STATED EXERCISE - Reproduce the listing below line for line, without any change.
begin DATA EXCERPTS
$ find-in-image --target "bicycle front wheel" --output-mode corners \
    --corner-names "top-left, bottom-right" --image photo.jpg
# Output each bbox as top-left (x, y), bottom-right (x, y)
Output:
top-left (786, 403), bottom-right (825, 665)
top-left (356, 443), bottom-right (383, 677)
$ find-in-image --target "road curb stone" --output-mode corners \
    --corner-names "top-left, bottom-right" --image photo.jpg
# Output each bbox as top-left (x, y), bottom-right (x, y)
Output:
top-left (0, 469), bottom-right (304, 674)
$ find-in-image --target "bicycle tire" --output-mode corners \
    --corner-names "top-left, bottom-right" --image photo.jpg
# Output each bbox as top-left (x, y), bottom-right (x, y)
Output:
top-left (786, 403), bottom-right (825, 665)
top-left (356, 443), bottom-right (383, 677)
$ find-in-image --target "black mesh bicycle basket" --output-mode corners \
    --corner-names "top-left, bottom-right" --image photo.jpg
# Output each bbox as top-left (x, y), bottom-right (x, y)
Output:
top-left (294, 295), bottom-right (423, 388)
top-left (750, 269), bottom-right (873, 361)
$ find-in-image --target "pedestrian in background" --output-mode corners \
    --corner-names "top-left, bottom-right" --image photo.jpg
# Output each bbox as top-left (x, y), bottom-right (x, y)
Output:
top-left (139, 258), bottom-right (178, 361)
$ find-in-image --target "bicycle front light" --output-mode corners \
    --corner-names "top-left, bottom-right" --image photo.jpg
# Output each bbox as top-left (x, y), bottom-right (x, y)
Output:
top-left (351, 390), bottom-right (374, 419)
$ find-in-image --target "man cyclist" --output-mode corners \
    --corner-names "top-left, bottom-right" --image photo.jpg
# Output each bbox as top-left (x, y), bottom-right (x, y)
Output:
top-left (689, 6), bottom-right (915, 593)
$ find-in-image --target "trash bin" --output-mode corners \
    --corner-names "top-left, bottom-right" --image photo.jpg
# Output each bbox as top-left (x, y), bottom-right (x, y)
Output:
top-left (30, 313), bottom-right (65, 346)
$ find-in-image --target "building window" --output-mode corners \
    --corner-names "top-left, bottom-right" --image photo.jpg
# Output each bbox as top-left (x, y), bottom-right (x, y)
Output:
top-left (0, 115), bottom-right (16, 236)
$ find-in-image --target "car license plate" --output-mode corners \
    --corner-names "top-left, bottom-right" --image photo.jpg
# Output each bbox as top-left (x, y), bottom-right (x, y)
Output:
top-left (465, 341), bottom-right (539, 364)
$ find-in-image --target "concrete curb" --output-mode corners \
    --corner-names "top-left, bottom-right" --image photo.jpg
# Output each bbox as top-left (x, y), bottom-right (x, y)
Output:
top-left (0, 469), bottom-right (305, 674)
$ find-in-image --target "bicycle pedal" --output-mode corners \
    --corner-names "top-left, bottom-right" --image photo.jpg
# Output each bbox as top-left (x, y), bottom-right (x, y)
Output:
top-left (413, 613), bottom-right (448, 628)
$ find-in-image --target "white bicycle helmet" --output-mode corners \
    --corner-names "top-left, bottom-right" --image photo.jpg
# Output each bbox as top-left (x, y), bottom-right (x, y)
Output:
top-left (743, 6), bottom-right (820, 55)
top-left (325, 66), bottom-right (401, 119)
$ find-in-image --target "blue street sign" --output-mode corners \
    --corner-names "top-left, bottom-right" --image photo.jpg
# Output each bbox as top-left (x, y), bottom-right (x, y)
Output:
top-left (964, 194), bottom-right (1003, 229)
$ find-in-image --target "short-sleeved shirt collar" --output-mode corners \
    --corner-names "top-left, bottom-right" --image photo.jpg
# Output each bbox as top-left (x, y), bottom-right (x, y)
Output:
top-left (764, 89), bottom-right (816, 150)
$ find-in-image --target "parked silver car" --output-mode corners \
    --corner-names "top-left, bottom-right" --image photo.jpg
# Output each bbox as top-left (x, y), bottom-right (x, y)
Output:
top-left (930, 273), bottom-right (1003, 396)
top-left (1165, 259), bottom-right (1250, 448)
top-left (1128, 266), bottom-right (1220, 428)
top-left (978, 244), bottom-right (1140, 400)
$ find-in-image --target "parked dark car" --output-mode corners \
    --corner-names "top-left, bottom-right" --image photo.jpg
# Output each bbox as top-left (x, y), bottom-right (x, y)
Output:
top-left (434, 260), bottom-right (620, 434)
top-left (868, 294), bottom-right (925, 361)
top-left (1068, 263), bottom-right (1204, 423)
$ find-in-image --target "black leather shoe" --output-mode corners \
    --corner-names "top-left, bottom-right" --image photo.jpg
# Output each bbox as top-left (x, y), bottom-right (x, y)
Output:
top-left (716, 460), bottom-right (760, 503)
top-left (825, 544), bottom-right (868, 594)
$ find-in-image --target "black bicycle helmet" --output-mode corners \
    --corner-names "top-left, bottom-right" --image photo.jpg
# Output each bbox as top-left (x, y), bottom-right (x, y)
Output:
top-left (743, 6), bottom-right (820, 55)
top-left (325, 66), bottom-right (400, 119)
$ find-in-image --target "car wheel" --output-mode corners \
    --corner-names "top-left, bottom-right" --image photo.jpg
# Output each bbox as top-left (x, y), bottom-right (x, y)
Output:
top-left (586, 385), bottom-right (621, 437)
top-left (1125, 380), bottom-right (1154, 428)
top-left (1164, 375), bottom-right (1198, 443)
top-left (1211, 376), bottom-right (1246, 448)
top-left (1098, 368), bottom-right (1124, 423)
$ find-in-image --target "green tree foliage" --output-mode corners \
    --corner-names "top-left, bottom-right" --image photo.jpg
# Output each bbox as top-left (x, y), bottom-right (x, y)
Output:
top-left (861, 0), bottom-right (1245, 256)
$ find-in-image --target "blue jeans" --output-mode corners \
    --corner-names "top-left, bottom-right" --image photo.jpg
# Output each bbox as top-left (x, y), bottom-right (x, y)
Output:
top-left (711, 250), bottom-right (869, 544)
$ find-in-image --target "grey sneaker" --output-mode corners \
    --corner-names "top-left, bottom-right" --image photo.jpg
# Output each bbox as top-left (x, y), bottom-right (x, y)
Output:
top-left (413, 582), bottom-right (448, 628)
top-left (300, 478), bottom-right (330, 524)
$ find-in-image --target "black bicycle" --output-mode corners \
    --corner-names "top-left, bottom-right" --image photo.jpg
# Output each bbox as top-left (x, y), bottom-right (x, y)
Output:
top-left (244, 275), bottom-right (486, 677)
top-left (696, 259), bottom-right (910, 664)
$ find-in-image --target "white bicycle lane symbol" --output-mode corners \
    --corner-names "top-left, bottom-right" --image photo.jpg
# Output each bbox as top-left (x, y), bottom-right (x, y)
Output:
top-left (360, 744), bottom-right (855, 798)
end DATA EXCERPTS
SOLUTION FOR THIS TASK -
$ find-in-image --target "bicycle front wheel" --output-mode corners \
    --corner-names "top-left, bottom-right" --image photo.jpg
# Output each bbox as top-left (x, y), bottom-right (x, y)
Output:
top-left (786, 403), bottom-right (825, 665)
top-left (356, 443), bottom-right (383, 677)
$ find-in-image --target "road curb stone" --output-mode corners \
    --corner-names "top-left, bottom-right" --image photo.jpg
# Output each bbox as top-left (x, y), bottom-right (x, y)
Output:
top-left (0, 469), bottom-right (304, 674)
$ find-in-image --target "bicycle tire" --output-mode corners \
    --corner-names "top-left, bottom-right" --image photo.jpg
# Output each bbox as top-left (x, y), bottom-right (x, y)
Output:
top-left (786, 403), bottom-right (825, 665)
top-left (356, 443), bottom-right (383, 677)
$ find-in-image --target "black mesh bicycle basket" --output-mode corners \
    --corner-names "top-left, bottom-right" --image photo.jpg
# Output each bbox as top-left (x, y), bottom-right (x, y)
Output:
top-left (294, 295), bottom-right (423, 388)
top-left (750, 269), bottom-right (873, 361)
$ find-in-image --target "pedestrian in background" --output-mode corners \
    --corner-names "top-left, bottom-right" --image photo.jpg
# Output each bbox as top-left (x, y), bottom-right (x, y)
Output:
top-left (139, 258), bottom-right (178, 361)
$ find-in-image --target "bicycle front light" --output-mode corners \
    --corner-names "top-left, bottom-right" --image photo.jpg
# Output each bbox as top-left (x, y), bottom-right (x, y)
Output:
top-left (351, 390), bottom-right (374, 419)
$ find-in-image --target "man cyclist" --output-mode corners \
    --corner-names "top-left, bottom-right" --image photo.jpg
# Output each bbox as top-left (x, y), bottom-right (x, y)
Output:
top-left (689, 6), bottom-right (915, 593)
$ find-in-image --target "trash bin" --output-mode corners \
    --corner-names "top-left, bottom-right" --image photo.jpg
# Output each bbox as top-left (x, y), bottom-right (x, y)
Output:
top-left (30, 313), bottom-right (65, 346)
$ find-in-image --target "building window" --output-mode corners \
    --corner-names "top-left, bottom-right" --image photo.jpg
# Output each bbox as top-left (x, y), bottom-right (x, y)
Output:
top-left (0, 115), bottom-right (16, 236)
$ find-in-image --target "car license plate" --output-mode corners \
    --corner-names "top-left, bottom-right" --image photo.jpg
# Output each bbox as top-left (x, y), bottom-right (x, y)
Output:
top-left (465, 341), bottom-right (539, 364)
$ find-in-image --target "concrete curb" --output-mode corners \
    --corner-names "top-left, bottom-right" --image photo.jpg
# Output each bbox as top-left (x, y), bottom-right (x, y)
Output:
top-left (0, 469), bottom-right (305, 674)
$ find-in-image --target "bicycle pedal" --output-mode corners \
    --corner-names "top-left, bottom-right" --image photo.jpg
# Output each bbox as top-left (x, y), bottom-right (x, y)
Output:
top-left (413, 613), bottom-right (448, 628)
$ find-in-image --target "white bicycle helmet" --output-mode corners \
    --corner-names "top-left, bottom-right" --image photo.jpg
# Output each bbox as top-left (x, y), bottom-right (x, y)
Output:
top-left (743, 6), bottom-right (820, 55)
top-left (325, 66), bottom-right (401, 119)
$ find-in-image --target "blue street sign" --output-mode corners \
    --corner-names "top-left, bottom-right" --image photo.jpg
# Output each bbox as top-left (x, y), bottom-right (x, y)
Output:
top-left (964, 194), bottom-right (1003, 229)
$ find-in-image --target "short-sleeved shirt collar" --output-mode corners \
    --corner-names "top-left, bottom-right" --image photo.jpg
# Output each bbox as top-left (x, y), bottom-right (x, y)
Output:
top-left (764, 89), bottom-right (816, 150)
$ find-in-image --target "parked silver car" --output-mode corners \
    --corner-names "top-left, bottom-right" --image photo.jpg
# Output each bbox as top-left (x, y), bottom-right (x, y)
Output:
top-left (930, 273), bottom-right (1003, 396)
top-left (1165, 259), bottom-right (1250, 448)
top-left (1128, 266), bottom-right (1220, 428)
top-left (978, 244), bottom-right (1140, 400)
$ find-in-image --target "parked dark car" --output-mode corners \
    --corner-names "top-left, bottom-right" --image photo.jpg
# Output each bbox as top-left (x, y), bottom-right (x, y)
Output:
top-left (434, 260), bottom-right (620, 434)
top-left (868, 294), bottom-right (925, 361)
top-left (1068, 263), bottom-right (1204, 423)
$ find-in-image --target "black leather shoe" --output-mode corners \
    --corner-names "top-left, bottom-right" --image photo.jpg
# Output each bbox as top-left (x, y), bottom-right (x, y)
Output:
top-left (716, 460), bottom-right (760, 503)
top-left (825, 544), bottom-right (868, 594)
$ find-in-image --target "black bicycle helmet" --output-mode corners \
    --corner-names "top-left, bottom-right" --image photo.jpg
# Output each bbox as top-left (x, y), bottom-right (x, y)
Output:
top-left (743, 6), bottom-right (820, 55)
top-left (325, 66), bottom-right (400, 119)
$ find-in-image --target "car wheel" --output-mode corners \
    --corner-names "top-left, bottom-right" --image photo.jpg
# Output each bbox as top-left (x, y), bottom-right (x, y)
Output:
top-left (586, 385), bottom-right (621, 437)
top-left (1125, 380), bottom-right (1154, 428)
top-left (1164, 375), bottom-right (1198, 443)
top-left (1211, 376), bottom-right (1246, 448)
top-left (1098, 368), bottom-right (1124, 423)
$ find-in-image --target "green tree foliage" --output-mode corners \
    --corner-names "top-left, bottom-right" --image photo.jpg
# Output each bbox as top-left (x, y), bottom-right (x, y)
Output:
top-left (861, 0), bottom-right (1245, 256)
$ find-in-image --target "blue jeans" --output-mode corners \
    --corner-names "top-left, bottom-right" --image photo.jpg
# Output each bbox as top-left (x, y), bottom-right (x, y)
Output:
top-left (711, 250), bottom-right (869, 544)
$ find-in-image --target "grey sneaker" --output-mode corners \
    --corner-names "top-left, bottom-right" --image photo.jpg
# Output each bbox as top-left (x, y), bottom-right (x, y)
Output:
top-left (413, 582), bottom-right (448, 628)
top-left (300, 478), bottom-right (330, 524)
$ find-in-image --target "black bicycle" --output-mode corners \
    --corner-names "top-left, bottom-right" --image photo.jpg
# Output each bbox as top-left (x, y), bottom-right (x, y)
Output:
top-left (244, 275), bottom-right (486, 677)
top-left (696, 259), bottom-right (910, 664)
$ find-in-image --target "white bicycle lane symbol" --output-mode corners \
    --corner-names "top-left, bottom-right" --image photo.jpg
# Output each bbox as top-left (x, y), bottom-right (x, y)
Output:
top-left (360, 744), bottom-right (855, 798)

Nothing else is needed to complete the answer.